#### [TEXTO PROPORCIONADO]
Malegoístas y buenegoístas.

Sobre la bondad y la maldad del hombre hay muchas cosas escritas, y ha sido por lo común un tema recurrente en la filosofía y la psicología. Dos corrientes se postulan, claramente enfrentadas, intentando explicar esta realidad: los hay que alegan que el ser humano es bueno desde el nacimiento, y que es la sociedad quien lo corrompe; y los hay que dicen que el hombre es malo y que, al contrario, la sociedad es la que se encarga de poner en vereda esa maldad, de limitarla.

Sin embargo, habría que tratar de explicar qué es la maldad y qué es la bondad. Normalmente acostumbramos a decir que alguien es bueno cuando persigue principios nobles, esto es, que es un ser empático, que busca el bienestar de los demás en mayor o menor medida, que no trata de sobreponerse, que sigue las normas (arbitrarias) que rigen la ética y la legalidad de una sociedad. Un hombre malo es, deduciblemente, todo lo contrario.

Pero vamos a enfocarlo desde otros puntos de vista: primero biológico, y luego lingüístico.

La biología postula que todos los seres vivos (desde un ser unicelular como una bacteria a un organismo pluricelular como una ballena) persiguen tres principios básicos en su vida: alimentarse, relacionarse, y reproducirse. Y, subyacentes a estos tres principios, se vislumbran otros dos, todavía más certeros: la autoconservación, en primer lugar, y la preservación de la especie en segundo lugar. Este principio de autoconservación o supervivencia, que es el que más arriba se sitúa en la escala de la vida, y que es una condición necesaria para todo lo demás, es el que determina la forma de actuar de todo ser vivo.

#### [DATOS ENUMERADOS]
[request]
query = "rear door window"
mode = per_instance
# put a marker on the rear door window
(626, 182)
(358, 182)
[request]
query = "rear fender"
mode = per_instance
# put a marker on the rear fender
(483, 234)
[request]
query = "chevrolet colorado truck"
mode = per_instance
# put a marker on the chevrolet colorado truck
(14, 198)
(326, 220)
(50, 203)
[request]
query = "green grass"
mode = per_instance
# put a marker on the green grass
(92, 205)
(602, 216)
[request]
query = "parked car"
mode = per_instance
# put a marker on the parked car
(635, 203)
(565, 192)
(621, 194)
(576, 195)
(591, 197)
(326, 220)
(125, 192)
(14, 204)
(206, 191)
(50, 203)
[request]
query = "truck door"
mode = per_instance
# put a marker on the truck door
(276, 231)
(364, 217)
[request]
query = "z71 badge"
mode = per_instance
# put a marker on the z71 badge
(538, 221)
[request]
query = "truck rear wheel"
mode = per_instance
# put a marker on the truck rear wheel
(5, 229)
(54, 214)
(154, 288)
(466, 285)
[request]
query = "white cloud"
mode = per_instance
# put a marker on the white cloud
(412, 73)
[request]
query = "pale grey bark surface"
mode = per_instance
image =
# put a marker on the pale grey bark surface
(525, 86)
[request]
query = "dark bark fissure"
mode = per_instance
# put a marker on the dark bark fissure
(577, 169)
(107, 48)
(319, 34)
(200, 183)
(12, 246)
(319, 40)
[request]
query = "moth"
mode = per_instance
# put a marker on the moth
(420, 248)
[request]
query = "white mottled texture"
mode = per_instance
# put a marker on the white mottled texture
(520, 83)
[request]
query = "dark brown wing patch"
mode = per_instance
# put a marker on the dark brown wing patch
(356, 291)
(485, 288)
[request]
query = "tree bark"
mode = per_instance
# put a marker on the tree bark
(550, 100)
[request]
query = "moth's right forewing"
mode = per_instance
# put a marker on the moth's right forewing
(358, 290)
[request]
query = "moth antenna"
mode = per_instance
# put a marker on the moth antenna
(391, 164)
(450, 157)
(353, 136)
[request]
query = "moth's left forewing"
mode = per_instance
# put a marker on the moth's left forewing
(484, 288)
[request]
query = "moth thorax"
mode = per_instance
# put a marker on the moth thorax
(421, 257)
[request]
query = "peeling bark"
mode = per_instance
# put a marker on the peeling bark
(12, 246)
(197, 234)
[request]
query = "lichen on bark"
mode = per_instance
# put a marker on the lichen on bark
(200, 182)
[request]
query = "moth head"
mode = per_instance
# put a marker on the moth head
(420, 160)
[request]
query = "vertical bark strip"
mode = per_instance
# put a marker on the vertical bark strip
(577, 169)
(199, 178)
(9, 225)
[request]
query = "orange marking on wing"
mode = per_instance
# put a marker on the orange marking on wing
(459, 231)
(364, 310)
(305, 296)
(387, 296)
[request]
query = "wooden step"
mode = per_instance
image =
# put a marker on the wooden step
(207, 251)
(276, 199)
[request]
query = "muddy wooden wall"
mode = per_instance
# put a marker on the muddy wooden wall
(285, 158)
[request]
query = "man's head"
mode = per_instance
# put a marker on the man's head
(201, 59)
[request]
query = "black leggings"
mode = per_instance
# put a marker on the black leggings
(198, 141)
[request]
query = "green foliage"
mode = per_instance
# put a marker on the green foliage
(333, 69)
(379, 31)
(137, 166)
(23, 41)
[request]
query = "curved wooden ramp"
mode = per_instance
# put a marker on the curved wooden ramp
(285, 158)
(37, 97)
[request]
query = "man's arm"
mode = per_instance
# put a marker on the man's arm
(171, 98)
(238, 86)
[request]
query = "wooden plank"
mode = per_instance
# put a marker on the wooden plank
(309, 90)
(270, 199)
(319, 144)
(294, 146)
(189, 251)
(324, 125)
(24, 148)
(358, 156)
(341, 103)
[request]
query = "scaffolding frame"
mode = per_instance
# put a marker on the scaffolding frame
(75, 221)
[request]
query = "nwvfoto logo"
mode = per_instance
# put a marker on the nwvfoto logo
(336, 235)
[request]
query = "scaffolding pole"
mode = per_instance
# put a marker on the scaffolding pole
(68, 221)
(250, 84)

#### [DESCRIPCIÓN DEL PROBLEMA]
Según el texto sobre la bondad y la maldad, ¿cuáles son los tres principios básicos que la biología atribuye a todos los seres vivos? Enuméralos.

#### [CASILLA DE RESPUESTA]
Alimentarse, relacionarse y reproducirse.